Region pointing data
• • • •
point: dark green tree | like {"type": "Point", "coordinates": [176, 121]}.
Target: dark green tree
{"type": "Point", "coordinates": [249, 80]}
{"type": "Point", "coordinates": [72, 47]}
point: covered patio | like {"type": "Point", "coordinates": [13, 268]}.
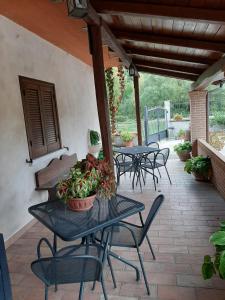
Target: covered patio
{"type": "Point", "coordinates": [179, 236]}
{"type": "Point", "coordinates": [38, 41]}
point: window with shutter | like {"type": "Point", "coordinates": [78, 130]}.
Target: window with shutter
{"type": "Point", "coordinates": [41, 116]}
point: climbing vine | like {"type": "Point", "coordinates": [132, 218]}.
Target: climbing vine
{"type": "Point", "coordinates": [114, 101]}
• • • •
_ABOUT THIS EXERCISE_: Which lines in the records above contain the string "like"? Copy each one.

_SOLVED PROBLEM_:
point: dark green tree | like {"type": "Point", "coordinates": [176, 121]}.
point: covered patio | like {"type": "Point", "coordinates": [13, 268]}.
point: window with shutter | like {"type": "Point", "coordinates": [78, 130]}.
point: climbing vine | like {"type": "Point", "coordinates": [132, 218]}.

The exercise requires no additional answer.